* _Given records_:

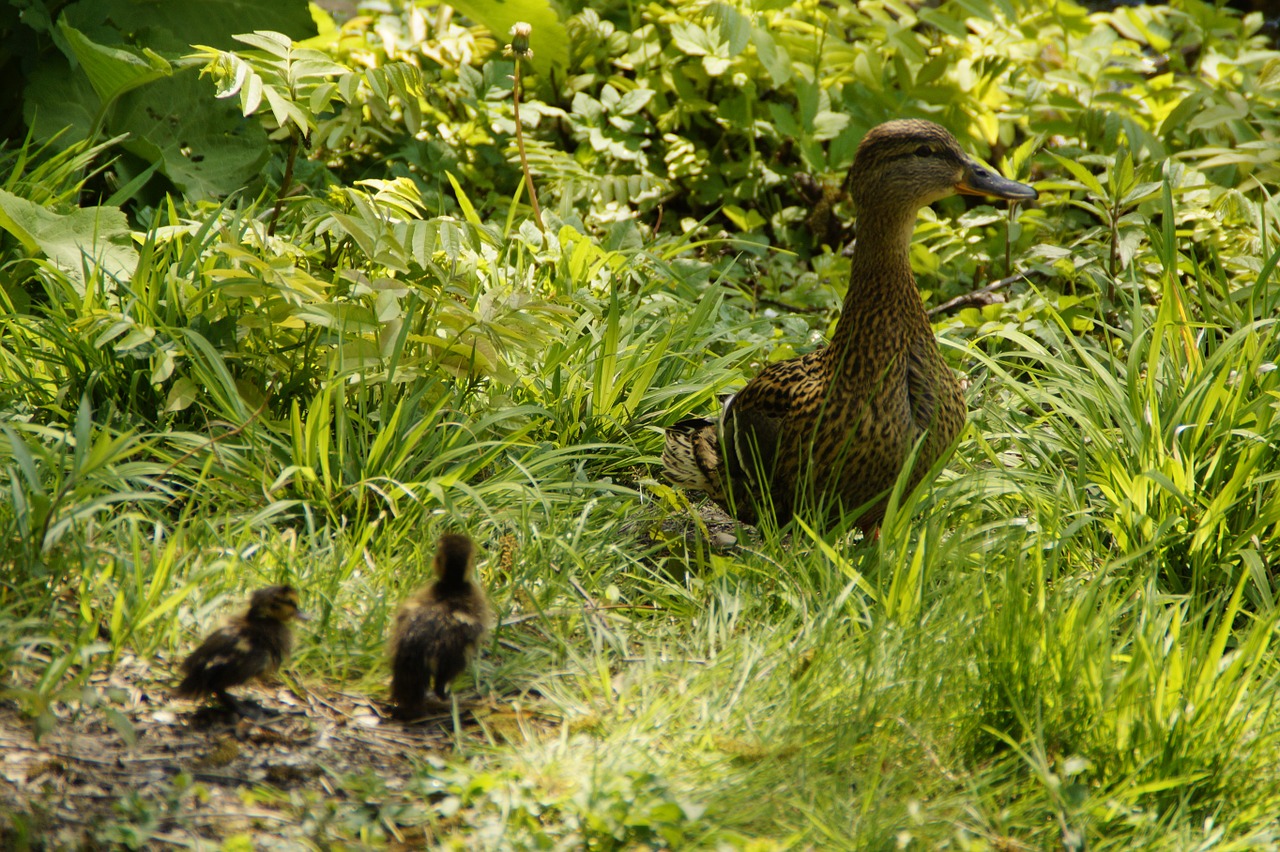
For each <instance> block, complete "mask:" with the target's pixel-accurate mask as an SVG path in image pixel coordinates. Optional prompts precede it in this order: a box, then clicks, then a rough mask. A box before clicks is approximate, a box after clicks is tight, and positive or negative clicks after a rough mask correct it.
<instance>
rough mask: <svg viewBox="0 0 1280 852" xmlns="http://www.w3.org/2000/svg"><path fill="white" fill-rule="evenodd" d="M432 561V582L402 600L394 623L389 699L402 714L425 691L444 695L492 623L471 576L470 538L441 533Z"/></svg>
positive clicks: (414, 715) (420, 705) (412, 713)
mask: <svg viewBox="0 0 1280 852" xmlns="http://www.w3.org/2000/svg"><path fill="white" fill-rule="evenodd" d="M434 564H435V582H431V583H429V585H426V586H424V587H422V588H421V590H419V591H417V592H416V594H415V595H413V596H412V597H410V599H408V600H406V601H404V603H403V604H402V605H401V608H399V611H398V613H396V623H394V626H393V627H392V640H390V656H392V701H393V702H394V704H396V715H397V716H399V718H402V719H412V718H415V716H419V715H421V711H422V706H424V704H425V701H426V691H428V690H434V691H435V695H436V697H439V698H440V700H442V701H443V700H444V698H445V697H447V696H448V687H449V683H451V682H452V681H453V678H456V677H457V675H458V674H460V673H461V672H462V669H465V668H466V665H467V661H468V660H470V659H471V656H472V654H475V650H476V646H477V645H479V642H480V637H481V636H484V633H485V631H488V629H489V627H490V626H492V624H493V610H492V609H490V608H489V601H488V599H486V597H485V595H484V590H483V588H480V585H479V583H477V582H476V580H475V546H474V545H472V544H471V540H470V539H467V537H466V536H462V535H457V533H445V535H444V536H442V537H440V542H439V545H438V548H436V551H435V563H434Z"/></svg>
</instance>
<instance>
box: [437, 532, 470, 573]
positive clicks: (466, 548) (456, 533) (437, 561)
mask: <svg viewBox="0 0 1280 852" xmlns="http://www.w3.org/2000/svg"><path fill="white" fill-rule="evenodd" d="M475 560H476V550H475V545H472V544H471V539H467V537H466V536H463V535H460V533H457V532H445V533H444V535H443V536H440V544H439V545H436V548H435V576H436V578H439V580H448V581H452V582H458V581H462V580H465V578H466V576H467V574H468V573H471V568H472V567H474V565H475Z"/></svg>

* _Task description_:
Within the material above, show every line that includes "rough".

* _Response to the task_:
For each <instance> block, complete "mask:" with the target's pixel-accurate mask as an SVG path in image pixel coordinates. Optional prompts precede it in this order: a box, then clicks, then a rough mask. A box before clicks is approximate, a box after clicks is tight, and positive or negative clicks after a rough mask correct it.
rough mask: <svg viewBox="0 0 1280 852" xmlns="http://www.w3.org/2000/svg"><path fill="white" fill-rule="evenodd" d="M432 561V582L402 600L394 623L389 699L402 714L425 691L444 695L492 623L471 576L470 538L441 533Z"/></svg>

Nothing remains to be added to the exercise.